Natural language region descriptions
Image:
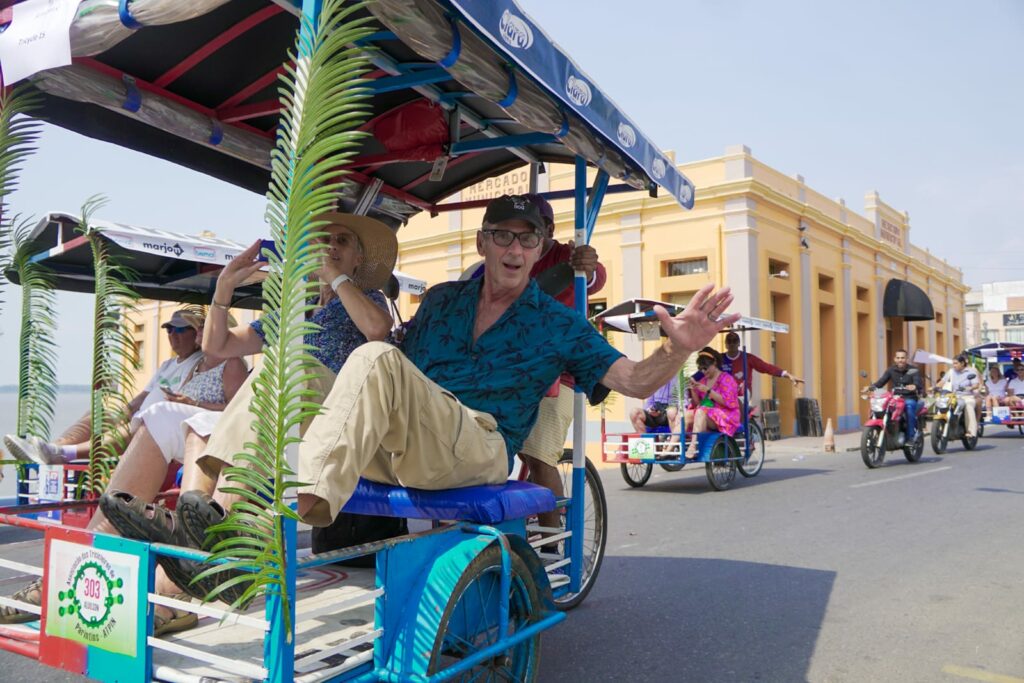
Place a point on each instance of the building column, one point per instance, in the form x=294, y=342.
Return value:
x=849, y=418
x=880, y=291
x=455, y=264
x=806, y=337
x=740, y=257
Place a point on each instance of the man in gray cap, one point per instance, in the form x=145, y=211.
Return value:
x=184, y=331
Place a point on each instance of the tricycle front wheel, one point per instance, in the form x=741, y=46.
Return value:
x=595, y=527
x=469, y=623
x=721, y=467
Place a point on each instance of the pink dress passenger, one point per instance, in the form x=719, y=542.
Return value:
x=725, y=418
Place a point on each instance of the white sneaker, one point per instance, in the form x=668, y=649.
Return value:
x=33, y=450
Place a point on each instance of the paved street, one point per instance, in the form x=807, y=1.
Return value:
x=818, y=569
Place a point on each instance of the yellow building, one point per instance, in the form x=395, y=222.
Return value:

### Activity
Above are the records. Identify each line that contains the word "building".

### Response to the exercise
Place a point on each instance of the building column, one point per instance, in the form x=294, y=342.
Place a point on each instance of the yellow building, one point per instance, in the form x=395, y=222.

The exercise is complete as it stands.